Could you copy all of the material below line for line, leaving every word, number and mark unchanged?

_DATA EXTRACT_:
__________

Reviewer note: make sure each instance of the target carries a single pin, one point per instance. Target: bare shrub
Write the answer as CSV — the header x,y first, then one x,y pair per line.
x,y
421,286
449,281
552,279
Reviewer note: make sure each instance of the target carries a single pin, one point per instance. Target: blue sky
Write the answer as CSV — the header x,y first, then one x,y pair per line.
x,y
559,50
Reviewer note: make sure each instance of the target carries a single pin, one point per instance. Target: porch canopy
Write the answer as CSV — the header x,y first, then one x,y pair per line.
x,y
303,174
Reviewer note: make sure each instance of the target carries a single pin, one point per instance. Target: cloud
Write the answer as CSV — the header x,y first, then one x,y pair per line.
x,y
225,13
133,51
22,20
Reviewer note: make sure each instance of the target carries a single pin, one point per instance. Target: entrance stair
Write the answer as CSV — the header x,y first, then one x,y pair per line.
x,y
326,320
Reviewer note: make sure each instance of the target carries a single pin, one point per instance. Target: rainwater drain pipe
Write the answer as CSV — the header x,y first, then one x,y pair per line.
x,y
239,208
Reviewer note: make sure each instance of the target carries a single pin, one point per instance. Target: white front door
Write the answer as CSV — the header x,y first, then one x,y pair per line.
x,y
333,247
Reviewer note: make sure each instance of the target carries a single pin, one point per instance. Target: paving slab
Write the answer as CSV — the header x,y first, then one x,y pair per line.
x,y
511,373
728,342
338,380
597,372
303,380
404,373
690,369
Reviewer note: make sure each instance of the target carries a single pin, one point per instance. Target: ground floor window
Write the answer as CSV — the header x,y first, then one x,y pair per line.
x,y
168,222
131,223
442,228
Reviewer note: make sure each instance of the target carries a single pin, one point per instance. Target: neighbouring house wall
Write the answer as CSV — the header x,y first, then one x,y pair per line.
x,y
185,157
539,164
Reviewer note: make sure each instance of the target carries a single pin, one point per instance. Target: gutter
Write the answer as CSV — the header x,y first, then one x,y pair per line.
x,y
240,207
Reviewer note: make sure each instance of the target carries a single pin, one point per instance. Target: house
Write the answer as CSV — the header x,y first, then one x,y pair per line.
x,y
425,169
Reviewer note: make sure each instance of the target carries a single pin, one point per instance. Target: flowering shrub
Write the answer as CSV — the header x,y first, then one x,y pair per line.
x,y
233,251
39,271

__________

_RESULT FOR THIS EXERCISE_:
Reviewer note: make sure each instance of the target carries a single pin, one point per instance. Target: bare shrub
Write the answer as CSV — the header x,y first, then one x,y pair per line.
x,y
421,286
449,281
552,279
Reviewer note: make sure each instance of the target carries a single pin, one point per instance. Target: blue sky
Write the answer as CSV — the header x,y first, then one x,y pair per line.
x,y
559,50
Reviewer note: make sure each instance of the target carries a single pin, one point per instance. Target: porch canopy
Write the answer as CSV — the header x,y first, then one x,y pair per line.
x,y
303,174
Reviewer note: make sure each instance of the target carries a single pin, one point per instance. Target: cloud
Write the answer as CSV — the header x,y first, then one x,y pair per line.
x,y
225,13
133,51
22,20
Reviewer note: make sure each instance of the target carries a single pin, one point per instance. Target: entrance stair
Write the answer as CSV — the header x,y first, then one x,y pair per line.
x,y
326,320
Reviewer note: make sure each instance of the target carries a single pin, one point per instance. Target: rainwater drain pipe
Write the answer as CSV — the header x,y first, then one x,y pair per line.
x,y
239,208
Reviewer note: make sure each instance of the target carries a single pin, one point per instance. Target: white front door
Write the answer as CSV — the header x,y first, then one x,y pair per line.
x,y
333,247
Reviewer note: make sure each instance of the target carries a single pin, one point per instance. Target: paving slab
Write the answer as CSV — the header x,y first, then one x,y pair per line.
x,y
511,373
728,342
338,380
597,372
303,380
404,373
690,369
Reviewer note: make sure each instance of the target carries a single pin, one point per instance. Target: ground floor window
Write the answer as CSV — the header x,y first, then one x,y pair per line.
x,y
168,222
131,223
442,228
Reviewer note: make sure each instance of the target carries a single pin, one point per instance. Target: neighbouring house wall
Write the answer as CSV — the header x,y first, then one x,y pair per line.
x,y
185,157
539,164
Reviewer note: make sure each instance of the target carries a single pin, one point per instance. Target: gutter
Write the answer as CSV — the header x,y first, then one x,y pair per line.
x,y
240,207
Reviewer note: make sure each instance of the target carries a single pin, one point per instance. Target: house
Write the answer as CSV — the header x,y first, then one x,y pair per line.
x,y
425,169
Reviewer note: make sure each instance of the target carries a single pin, one point per instance. Target: flowering shrub
Write the answer as CSV — the header x,y first, then one x,y pair per line.
x,y
233,251
39,271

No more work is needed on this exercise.